**Testo in esame**:
§ §

Verrebbe da dire: Alfonso Bonafede come metafora. Di un tempo politico e morale, della sua conseguita putrefazione.
Solo così, infatti, schivando le insidie della “lettera”, dell’asfittica cronaca fissa sull’attimo: mozioni, discorso ministeriale, dati, più o meno affastellati, “fatti”, più o meno occultati, si può tentare di cogliere il senso, nemmeno tanto riposto, di questo “passaggio parlamentare”.
Doveva essere la rappresentazione lacerante di un tracollo: etico, culturale, politico, istituzionale: è stato un trionfo irregimentato, del cinismo, della menzogna. Senza sussulti. Senza turbamenti.
Il senso è questo: l’Antimafia “militante” è legibus soluta. Fuori della legge; oltre la legge; senza legge. E qui non si discute di legge “legale”, che si acquieta sulla Gazzetta Ufficiale. Ma di quella che ciascuno decide di accendere o soffocare, secondo la sua propria cifra etica. Fatta di umana verità e di razionale intelligenza. E che decide della rispettabilità di quella. Cielo stellato; legge morale; dentro di me.
Una tale legge, quando c’è, tormenta le ore notturne, sospende quelle diurne, e arrovella e morde, perché è inappagabile da un reticente resoconto, predisposto da un qualche ufficio ministeriale. Quando non c’è, mette capo proprio a parole come quelle pronunciate da Bonafede al Senato: formali, burocratiche, disanimate. Amorali. E amoralmente approvate.

§ §

**Consegna**: Riscrivi per intero il testo su Alfonso Bonafede, parola per parola e senza alcuna modifica.

§ §

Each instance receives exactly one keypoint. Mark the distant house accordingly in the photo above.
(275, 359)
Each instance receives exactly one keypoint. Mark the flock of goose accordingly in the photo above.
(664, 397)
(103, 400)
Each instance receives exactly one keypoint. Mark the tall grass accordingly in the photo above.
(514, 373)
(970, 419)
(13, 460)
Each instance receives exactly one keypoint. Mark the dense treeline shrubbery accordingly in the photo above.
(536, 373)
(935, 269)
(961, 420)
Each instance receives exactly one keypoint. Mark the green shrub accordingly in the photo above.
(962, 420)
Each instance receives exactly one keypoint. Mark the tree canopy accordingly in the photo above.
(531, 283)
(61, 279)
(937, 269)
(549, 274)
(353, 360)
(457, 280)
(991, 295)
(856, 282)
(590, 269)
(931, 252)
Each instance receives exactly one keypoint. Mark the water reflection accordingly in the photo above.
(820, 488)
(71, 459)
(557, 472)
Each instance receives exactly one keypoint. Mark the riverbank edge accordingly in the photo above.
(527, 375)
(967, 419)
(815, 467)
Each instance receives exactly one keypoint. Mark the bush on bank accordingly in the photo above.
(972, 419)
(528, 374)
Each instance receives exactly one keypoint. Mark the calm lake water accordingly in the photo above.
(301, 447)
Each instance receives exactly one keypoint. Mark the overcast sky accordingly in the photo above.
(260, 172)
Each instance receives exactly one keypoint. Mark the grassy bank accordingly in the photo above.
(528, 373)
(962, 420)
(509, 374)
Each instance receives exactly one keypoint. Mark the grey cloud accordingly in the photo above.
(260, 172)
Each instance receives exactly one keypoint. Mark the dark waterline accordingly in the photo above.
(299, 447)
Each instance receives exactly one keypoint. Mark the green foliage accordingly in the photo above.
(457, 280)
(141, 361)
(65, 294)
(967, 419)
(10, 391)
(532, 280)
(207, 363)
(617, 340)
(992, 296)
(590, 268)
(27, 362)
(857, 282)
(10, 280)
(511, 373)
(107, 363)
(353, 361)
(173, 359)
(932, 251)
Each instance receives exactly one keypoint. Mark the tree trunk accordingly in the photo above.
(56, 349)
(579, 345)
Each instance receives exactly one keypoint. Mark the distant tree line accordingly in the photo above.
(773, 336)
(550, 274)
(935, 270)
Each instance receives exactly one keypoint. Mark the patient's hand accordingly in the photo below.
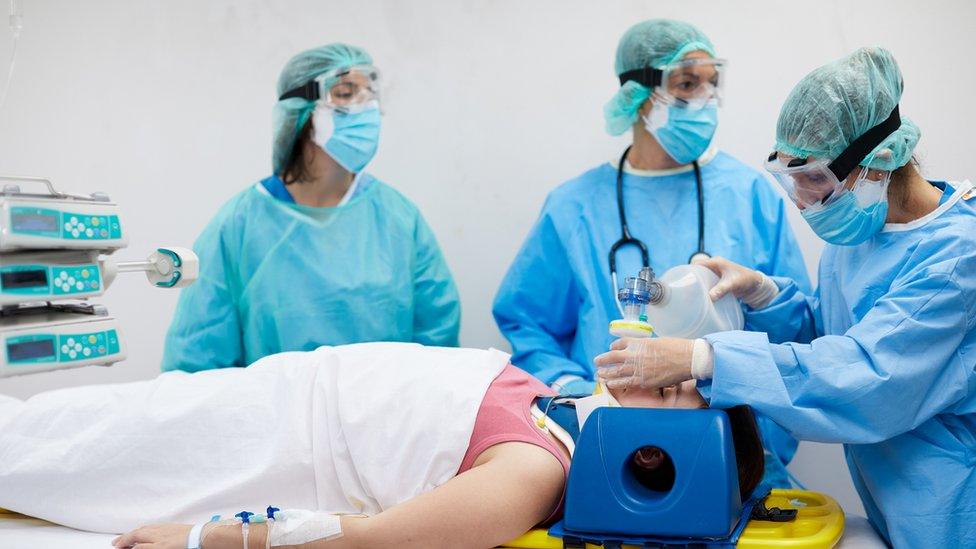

§ §

**Soluzione**:
Verrebbe da dire: Alfonso Bonafede come metafora. Di un tempo politico e morale, della sua conseguita putrefazione.
Solo così, infatti, schivando le insidie della “lettera”, dell’asfittica cronaca fissa sull’attimo: mozioni, discorso ministeriale, dati, più o meno affastellati, “fatti”, più o meno occultati, si può tentare di cogliere il senso, nemmeno tanto riposto, di questo “passaggio parlamentare”.
Doveva essere la rappresentazione lacerante di un tracollo: etico, culturale, politico, istituzionale: è stato un trionfo irregimentato, del cinismo, della menzogna. Senza sussulti. Senza turbamenti.
Il senso è questo: l’Antimafia “militante” è legibus soluta. Fuori della legge; oltre la legge; senza legge. E qui non si discute di legge “legale”, che si acquieta sulla Gazzetta Ufficiale. Ma di quella che ciascuno decide di accendere o soffocare, secondo la sua propria cifra etica. Fatta di umana verità e di razionale intelligenza. E che decide della rispettabilità di quella. Cielo stellato; legge morale; dentro di me.
Una tale legge, quando c’è, tormenta le ore notturne, sospende quelle diurne, e arrovella e morde, perché è inappagabile da un reticente resoconto, predisposto da un qualche ufficio ministeriale. Quando non c’è, mette capo proprio a parole come quelle pronunciate da Bonafede al Senato: formali, burocratiche, disanimate. Amorali. E amoralmente approvate.